* _GIVEN DATA_
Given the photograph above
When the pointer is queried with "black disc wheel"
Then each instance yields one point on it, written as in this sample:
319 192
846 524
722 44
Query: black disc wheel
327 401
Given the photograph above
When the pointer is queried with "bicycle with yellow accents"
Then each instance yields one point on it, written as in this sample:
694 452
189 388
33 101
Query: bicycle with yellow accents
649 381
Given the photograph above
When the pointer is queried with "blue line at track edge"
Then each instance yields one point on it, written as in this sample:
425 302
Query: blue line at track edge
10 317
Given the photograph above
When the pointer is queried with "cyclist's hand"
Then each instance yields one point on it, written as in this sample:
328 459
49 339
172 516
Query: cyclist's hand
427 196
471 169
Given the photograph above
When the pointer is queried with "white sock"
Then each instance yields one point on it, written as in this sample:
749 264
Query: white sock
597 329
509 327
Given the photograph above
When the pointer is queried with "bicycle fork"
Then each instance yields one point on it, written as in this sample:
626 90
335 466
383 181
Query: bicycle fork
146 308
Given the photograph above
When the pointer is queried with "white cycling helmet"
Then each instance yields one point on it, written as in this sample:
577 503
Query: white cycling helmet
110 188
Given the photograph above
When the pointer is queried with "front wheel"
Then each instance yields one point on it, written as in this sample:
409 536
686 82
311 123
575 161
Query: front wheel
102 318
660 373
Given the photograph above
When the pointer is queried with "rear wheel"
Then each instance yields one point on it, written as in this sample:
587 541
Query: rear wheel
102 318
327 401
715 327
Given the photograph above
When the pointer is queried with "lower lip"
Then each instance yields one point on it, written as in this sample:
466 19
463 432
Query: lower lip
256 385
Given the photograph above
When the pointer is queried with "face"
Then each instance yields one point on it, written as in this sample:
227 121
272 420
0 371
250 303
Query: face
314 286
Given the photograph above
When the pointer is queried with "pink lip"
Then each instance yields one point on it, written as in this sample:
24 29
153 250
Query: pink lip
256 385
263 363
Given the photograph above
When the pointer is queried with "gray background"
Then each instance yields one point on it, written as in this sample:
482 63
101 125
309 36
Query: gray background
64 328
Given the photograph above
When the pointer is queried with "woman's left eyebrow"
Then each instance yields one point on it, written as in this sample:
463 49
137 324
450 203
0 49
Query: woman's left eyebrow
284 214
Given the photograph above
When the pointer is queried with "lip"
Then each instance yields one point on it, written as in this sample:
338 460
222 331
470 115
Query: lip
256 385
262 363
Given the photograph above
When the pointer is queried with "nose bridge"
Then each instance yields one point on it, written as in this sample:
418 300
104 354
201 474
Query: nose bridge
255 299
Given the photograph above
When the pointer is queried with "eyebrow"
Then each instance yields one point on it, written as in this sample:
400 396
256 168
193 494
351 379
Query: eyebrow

* _WHAT YOU HAVE TO DO_
Extract, word for word, each line of the listing above.

* _SOLUTION TO THIS TASK_
Given the photograph above
When the pointer is queried with "black disc wheel"
Then each instance yields one point on it, written as in this sample:
319 192
846 524
722 44
Query: black disc wheel
327 401
Given the photograph above
When the pointer is queried with "bicycle with yellow accents"
Then each instance yields one point on it, written as in this sample:
694 452
189 388
33 101
Query: bicycle with yellow accents
649 381
Given the photograph above
When the pointer is queried with "blue line at track edge"
Then each instance yields one point on it, written as in this sample:
425 302
Query: blue line at track edge
10 317
Given the photograph above
When the pointer is queried with "cyclist's hand"
Then each instance yields one point on it, written as in this sample:
328 459
49 339
172 516
Query: cyclist's hand
427 196
471 169
Given the photograph above
When the pointer is queried with "white sock"
Then each instance yields one point on it, written as in this sample:
749 264
Query: white sock
597 329
509 327
Given the photograph above
When the pointer is queried with "bicycle fork"
Then each instance yields one point on it, written as in this sample:
626 90
335 466
383 181
Query: bicycle fork
146 308
Given the photograph above
When the pointer is queried with "white cycling helmet"
Then each instance yields one point on it, written as in this sample:
577 503
Query: white cycling helmet
110 188
Given the photograph above
When the pointer is queried with "front wheel"
Then each instance yields one point on it, written as in this sample:
409 536
686 82
311 123
575 161
Query: front wheel
102 318
660 373
Given the photograph above
When the pointer is queried with "rear wheel"
Then each instance yields one point on it, written as in this sample:
587 541
Query: rear wheel
102 318
327 401
715 327
Given the photograph above
When the pointer is queried with "lower lip"
Then each instance yields one point on it, written as in this sample:
466 19
463 432
Query: lower lip
256 385
Given the photograph above
When the pointer is queried with "face"
Then each instance yields one point on it, written as in this sample:
227 121
272 420
0 371
250 303
Query: face
314 286
Given the photograph above
When the pointer is queried with "pink lip"
Then each instance yields one point on it, written as in this sample:
24 29
153 250
Query: pink lip
256 385
263 363
Given the photograph above
When the pointer is queried with "gray background"
Then each instance yields one point on it, written as in this sample:
482 63
101 125
309 36
Query: gray background
64 328
Given the photograph above
When the pointer is queried with "woman's left eyebrow"
Then each instance yields one point on it, written as in this sample:
463 49
137 324
450 203
0 49
Query: woman's left eyebrow
284 214
Given the photograph above
When the pointer is queried with "lip"
Then each instance yields one point on it, written as in this sample:
338 460
222 331
470 115
Query: lip
256 385
262 363
Given the photograph above
When the pointer is queried with "nose bridge"
Then each instance yields one point on it, written as in this sample:
418 300
104 354
201 474
Query: nose bridge
255 299
Given the photograph above
When the pointer is queried with "eyebrow"
Then each instance yields one point on it, written as in this sample:
400 396
256 168
193 494
351 379
Query: eyebrow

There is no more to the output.